▸ Set task
Report how many lines of the records contain the string "glass", where case counts. Give only the number.

━━ Data lines

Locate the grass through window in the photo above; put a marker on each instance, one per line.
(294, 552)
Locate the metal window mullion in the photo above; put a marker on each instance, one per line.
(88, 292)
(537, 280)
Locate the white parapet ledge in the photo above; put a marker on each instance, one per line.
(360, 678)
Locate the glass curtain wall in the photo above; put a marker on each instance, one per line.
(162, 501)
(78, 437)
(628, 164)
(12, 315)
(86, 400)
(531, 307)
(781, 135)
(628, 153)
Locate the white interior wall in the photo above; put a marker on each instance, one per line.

━━━━
━━ Data lines

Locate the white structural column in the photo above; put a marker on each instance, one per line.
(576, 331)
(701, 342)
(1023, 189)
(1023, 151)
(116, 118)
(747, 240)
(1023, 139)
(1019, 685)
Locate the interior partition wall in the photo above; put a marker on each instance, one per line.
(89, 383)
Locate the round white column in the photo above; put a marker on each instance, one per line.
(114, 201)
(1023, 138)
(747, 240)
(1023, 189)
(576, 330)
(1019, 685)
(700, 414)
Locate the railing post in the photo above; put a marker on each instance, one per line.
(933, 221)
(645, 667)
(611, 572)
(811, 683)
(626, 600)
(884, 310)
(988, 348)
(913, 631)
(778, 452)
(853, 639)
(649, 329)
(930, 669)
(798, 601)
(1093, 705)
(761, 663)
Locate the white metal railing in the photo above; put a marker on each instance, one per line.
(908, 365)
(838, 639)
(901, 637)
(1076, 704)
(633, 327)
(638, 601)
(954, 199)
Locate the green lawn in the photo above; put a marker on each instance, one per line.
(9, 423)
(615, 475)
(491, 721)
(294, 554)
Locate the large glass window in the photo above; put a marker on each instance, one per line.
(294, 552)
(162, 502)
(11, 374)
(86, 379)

━━━━

▸ Finished answer
2